ACTIONS TO TAKE:
1. In the forum thread about caring for a dog's teeth, what does texasx96 mix into Rowdy's water?
2. Reproduce word for word the passage of the forum thread about caring for a dog's teeth, starting at "I'd ask the" and ending at "to the mix....".

SOURCE EXCERPT:
========

# Taking care of teeth



## nithu (Dec 28, 2013)

We have a lovely one year old girl with a wonderful temperament. And being first time dog owners we've no idea how to keep Cleo's teeth clean. We were told either to give her chewsticks or to brush her teeth. She's not interested in the chewsticks at all. While i manage to run the brush over her teeth (we got a beef flavoured toothpaste) she snaps the toothbrush in two. Im at a loss now as to what to do after multiple broken brushes. Any pointers?



Sent from Petguide.com Free App


----------



## Karen519 (Aug 21, 2006)

*Nithu*

Nithu

I'd ask the vet if they have any tricks, but I think I'd practice rubbing your fingers over her gums and when she gets more comfortable with it, try the toothbrush, again. They also sell little tootbrushes you can put on your finger.


----------



## texasx96 (Mar 13, 2013)

Something else that you might add to the mix....
I got some mint flavored fluoride from Petsmart that I mix with Rowdy's water.


----------



## CRS250 (Dec 31, 2012)

Our guy Murphy was having some plaque and stinky breath when he was around 8 months. I bought a finger tooth brush and peanut butter toothpaste, started scrubbing his teeth, he thought it was the best game ever!!! Usually he's not allowed to mouth or chew on my hands and here I was sticking my finger in there all lathered up with yummy tasting peanut butter. Some where around the third time I did this I thought there has to be a better way. Enter dentatreat...

DentaTreat

We use it a couple of times a week sprinkled on his food, he absolutely loves the taste, more so than his regular food. I've never had or seen a dog with as white of teeth as Murphy has on this supplement, same goes for breath. He's on ToTW salmon and he's fishy right after meals but his breath is not noticeable after an hour. Pretty good look into some of his teeth in this pic. There is literally no yellow in any part of his mouth.


----------



## CRS250 (Dec 31, 2012)

CRS250 said:


> Our guy Murphy was having some plaque and stinky breath when he was around 8 months. I bought a finger tooth brush and peanut butter toothpaste, started scrubbing his teeth, he thought it was the best game ever!!! Usually he's not allowed to mouth or chew on my hands and here I was sticking my finger in there all lathered up with yummy tasting peanut butter. Some where around the third time I did this I thought there has to be a better way. Enter dentatreat...

========

DATASET CONTENT:
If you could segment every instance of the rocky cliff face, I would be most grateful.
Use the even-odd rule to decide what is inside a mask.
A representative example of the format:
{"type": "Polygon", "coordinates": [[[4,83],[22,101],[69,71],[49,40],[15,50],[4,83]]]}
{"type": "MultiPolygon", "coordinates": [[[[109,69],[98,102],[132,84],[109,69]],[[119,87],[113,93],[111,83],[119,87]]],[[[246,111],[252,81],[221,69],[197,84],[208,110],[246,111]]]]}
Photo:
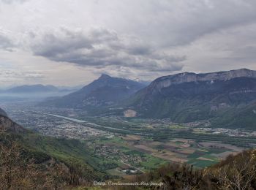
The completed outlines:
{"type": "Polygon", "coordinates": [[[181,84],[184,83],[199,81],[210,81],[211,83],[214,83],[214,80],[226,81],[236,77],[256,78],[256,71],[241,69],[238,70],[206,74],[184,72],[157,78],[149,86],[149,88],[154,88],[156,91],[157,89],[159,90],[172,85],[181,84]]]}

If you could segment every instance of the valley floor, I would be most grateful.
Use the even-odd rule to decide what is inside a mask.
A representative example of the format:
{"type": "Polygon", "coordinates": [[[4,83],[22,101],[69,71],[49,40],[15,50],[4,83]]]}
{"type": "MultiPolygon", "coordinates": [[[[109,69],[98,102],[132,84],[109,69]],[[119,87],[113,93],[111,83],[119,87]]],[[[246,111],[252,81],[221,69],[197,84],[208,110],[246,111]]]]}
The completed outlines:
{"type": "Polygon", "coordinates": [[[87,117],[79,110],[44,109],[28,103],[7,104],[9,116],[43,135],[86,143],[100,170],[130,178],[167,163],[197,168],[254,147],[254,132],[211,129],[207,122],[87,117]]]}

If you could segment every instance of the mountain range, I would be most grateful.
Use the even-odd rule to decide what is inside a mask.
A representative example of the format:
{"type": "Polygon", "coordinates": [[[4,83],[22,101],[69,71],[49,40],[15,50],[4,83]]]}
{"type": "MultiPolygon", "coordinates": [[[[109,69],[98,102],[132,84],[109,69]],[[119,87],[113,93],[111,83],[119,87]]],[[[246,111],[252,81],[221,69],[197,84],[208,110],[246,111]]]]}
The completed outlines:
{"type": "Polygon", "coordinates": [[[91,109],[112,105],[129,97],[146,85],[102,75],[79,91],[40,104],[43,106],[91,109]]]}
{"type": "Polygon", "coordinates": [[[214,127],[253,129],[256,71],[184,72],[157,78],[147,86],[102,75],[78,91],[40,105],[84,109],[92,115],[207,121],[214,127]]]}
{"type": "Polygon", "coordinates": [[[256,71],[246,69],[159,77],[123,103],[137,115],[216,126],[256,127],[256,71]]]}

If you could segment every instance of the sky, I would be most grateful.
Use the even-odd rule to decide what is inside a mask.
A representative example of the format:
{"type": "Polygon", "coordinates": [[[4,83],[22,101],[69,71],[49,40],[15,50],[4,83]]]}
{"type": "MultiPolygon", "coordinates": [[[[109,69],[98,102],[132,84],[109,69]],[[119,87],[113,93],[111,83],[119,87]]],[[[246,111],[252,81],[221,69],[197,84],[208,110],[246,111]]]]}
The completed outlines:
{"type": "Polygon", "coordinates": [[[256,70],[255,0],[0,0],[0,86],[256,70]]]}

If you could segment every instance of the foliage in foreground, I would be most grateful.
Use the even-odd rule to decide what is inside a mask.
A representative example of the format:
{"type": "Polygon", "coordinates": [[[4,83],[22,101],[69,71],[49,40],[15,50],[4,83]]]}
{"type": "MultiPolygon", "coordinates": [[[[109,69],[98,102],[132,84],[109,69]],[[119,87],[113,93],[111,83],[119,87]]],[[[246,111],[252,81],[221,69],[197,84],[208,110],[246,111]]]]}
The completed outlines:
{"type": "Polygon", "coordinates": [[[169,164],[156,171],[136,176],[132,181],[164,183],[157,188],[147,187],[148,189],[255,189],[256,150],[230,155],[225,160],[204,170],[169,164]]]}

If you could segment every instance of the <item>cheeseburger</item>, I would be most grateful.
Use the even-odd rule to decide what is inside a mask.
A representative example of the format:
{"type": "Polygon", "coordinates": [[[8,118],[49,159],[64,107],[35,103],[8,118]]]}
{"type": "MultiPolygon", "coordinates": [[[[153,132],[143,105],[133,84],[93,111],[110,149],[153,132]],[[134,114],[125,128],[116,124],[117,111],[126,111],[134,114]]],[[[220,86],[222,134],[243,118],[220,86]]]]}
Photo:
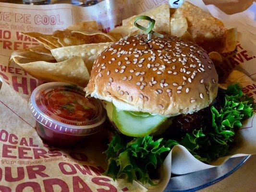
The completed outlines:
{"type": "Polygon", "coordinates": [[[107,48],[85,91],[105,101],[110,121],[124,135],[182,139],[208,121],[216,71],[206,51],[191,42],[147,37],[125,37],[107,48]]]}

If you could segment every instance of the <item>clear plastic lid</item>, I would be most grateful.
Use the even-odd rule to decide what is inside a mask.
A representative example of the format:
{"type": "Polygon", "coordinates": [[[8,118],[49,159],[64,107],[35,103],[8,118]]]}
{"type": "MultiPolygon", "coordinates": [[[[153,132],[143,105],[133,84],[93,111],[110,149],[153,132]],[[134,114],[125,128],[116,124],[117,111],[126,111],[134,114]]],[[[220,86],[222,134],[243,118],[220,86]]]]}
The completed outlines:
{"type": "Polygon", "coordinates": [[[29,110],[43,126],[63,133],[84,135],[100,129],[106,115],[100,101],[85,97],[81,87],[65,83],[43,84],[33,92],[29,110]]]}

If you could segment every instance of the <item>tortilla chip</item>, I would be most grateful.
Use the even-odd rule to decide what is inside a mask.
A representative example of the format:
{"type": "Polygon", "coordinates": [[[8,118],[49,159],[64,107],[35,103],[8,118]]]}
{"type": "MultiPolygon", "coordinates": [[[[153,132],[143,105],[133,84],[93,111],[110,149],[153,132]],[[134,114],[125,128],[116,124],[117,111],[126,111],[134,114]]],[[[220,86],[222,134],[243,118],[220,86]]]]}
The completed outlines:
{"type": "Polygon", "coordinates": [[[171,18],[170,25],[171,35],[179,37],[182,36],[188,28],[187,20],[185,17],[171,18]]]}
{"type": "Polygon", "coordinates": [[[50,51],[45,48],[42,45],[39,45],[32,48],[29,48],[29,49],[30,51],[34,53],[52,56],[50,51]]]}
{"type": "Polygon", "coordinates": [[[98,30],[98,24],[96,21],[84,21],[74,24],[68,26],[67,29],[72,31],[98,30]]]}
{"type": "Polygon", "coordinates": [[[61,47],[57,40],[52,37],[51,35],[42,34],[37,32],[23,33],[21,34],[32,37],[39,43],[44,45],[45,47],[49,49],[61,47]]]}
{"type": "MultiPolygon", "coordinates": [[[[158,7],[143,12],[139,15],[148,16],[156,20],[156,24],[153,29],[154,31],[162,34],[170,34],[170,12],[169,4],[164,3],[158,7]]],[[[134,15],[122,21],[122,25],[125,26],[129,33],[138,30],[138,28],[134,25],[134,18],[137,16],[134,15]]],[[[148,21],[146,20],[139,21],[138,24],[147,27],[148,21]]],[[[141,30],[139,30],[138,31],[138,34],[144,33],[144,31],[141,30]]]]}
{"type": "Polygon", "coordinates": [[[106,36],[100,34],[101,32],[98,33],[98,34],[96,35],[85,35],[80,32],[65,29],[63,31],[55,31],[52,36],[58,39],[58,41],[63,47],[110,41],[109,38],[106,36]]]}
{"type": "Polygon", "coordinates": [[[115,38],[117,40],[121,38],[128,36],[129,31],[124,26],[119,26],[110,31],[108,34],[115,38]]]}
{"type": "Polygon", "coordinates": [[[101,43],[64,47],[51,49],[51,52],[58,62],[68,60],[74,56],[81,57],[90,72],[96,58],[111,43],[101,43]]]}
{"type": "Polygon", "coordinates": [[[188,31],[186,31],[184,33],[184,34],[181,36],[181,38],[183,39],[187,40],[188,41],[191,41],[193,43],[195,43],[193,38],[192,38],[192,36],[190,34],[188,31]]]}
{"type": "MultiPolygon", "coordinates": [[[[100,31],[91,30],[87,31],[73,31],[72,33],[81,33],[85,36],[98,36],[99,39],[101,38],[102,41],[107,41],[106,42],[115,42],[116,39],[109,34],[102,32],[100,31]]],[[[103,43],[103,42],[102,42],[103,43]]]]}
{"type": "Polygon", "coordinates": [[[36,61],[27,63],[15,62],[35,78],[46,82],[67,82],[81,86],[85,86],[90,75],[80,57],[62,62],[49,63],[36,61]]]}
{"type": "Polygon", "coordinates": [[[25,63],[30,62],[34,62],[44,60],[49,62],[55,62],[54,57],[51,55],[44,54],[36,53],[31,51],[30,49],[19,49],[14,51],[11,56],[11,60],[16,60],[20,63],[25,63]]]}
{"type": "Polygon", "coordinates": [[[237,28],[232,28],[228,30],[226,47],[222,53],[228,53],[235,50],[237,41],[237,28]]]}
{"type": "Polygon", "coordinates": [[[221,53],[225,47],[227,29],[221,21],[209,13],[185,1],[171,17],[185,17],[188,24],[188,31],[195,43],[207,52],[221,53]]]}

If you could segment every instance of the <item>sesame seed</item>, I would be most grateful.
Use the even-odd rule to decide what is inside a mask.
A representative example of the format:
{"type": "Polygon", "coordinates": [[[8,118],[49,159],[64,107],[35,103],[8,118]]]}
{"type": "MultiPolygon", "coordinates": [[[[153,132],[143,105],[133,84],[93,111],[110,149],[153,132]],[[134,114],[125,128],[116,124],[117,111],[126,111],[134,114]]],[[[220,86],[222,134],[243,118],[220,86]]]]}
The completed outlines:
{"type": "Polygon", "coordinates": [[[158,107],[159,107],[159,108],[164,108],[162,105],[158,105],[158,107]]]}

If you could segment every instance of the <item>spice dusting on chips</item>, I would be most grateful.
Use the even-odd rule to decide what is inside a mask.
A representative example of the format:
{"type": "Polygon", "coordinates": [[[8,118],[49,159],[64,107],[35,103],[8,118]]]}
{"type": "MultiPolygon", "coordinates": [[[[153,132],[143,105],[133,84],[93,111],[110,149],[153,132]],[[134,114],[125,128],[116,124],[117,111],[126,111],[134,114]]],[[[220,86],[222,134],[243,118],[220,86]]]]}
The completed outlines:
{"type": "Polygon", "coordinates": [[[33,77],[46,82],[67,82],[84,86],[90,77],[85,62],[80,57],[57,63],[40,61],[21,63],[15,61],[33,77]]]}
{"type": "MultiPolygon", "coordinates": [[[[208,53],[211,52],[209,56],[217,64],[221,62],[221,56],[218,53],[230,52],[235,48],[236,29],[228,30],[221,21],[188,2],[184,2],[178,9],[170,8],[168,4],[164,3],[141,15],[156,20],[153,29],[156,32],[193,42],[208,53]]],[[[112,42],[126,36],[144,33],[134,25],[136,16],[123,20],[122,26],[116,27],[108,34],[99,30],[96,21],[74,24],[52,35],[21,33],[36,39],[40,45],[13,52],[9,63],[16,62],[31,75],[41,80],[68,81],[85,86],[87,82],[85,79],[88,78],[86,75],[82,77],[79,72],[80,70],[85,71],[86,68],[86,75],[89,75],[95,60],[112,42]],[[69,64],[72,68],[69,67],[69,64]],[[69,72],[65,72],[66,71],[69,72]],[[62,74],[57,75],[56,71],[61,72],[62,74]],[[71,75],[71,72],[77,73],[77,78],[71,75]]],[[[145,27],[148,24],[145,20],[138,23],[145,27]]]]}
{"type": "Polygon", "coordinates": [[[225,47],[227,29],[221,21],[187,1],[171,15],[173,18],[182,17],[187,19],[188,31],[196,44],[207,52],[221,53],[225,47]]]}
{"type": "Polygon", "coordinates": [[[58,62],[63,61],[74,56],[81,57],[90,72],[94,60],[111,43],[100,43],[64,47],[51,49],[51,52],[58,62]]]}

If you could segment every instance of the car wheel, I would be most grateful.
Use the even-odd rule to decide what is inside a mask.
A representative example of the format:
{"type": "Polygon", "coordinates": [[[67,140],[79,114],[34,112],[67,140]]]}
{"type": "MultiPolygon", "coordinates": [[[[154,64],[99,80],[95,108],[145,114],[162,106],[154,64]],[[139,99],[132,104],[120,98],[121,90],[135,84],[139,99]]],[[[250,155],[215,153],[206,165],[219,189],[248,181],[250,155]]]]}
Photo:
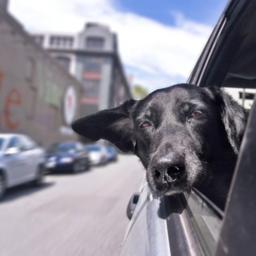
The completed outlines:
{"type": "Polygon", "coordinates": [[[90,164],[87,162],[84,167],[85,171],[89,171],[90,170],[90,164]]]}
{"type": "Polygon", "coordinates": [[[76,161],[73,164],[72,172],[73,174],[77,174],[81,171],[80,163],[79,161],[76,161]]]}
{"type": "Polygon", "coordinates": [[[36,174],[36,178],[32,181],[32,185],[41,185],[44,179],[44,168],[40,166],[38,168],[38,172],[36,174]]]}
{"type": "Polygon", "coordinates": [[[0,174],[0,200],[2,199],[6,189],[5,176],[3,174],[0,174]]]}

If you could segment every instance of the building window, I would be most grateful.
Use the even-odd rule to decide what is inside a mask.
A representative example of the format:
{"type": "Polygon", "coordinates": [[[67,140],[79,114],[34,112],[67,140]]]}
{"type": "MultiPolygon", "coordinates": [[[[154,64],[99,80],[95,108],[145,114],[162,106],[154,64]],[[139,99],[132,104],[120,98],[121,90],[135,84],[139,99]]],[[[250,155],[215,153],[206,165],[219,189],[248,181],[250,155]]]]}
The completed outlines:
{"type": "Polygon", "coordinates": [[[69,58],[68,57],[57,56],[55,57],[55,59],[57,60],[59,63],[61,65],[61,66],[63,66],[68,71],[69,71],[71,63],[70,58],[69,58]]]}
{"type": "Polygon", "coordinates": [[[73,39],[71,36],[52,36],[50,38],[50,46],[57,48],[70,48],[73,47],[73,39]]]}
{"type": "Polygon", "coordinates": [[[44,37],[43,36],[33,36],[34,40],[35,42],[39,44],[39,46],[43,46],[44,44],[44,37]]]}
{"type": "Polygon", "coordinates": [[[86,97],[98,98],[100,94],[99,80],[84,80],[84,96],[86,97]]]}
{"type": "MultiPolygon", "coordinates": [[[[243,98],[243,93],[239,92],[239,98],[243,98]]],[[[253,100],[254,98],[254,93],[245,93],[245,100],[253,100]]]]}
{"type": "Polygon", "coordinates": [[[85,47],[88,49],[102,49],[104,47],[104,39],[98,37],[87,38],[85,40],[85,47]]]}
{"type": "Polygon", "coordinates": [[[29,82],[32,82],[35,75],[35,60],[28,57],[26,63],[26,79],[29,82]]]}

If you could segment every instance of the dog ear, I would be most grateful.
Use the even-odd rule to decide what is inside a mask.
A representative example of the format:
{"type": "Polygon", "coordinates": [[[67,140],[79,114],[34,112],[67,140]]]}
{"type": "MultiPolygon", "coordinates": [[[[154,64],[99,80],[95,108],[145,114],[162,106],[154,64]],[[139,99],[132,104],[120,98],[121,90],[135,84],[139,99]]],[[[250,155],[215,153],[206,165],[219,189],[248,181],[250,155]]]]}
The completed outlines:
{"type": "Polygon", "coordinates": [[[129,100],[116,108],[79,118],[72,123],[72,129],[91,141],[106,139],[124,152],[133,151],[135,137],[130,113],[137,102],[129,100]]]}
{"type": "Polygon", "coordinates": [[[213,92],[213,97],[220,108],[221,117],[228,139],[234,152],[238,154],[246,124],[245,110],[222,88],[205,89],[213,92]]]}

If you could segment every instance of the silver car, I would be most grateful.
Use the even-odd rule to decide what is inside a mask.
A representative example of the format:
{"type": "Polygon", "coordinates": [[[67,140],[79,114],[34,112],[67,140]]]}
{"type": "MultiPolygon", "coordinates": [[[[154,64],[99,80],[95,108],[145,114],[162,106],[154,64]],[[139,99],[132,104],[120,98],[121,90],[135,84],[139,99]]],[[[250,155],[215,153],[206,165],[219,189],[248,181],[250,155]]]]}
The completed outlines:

========

RESULTS BY TASK:
1. Mint flavored fluoride from Petsmart.

2.
I'd ask the vet if they have any tricks, but I think I'd practice rubbing your fingers over her gums and when she gets more comfortable with it, try the toothbrush, again. They also sell little tootbrushes you can put on your finger.


----------



## texasx96 (Mar 13, 2013)

Something else that you might add to the mix....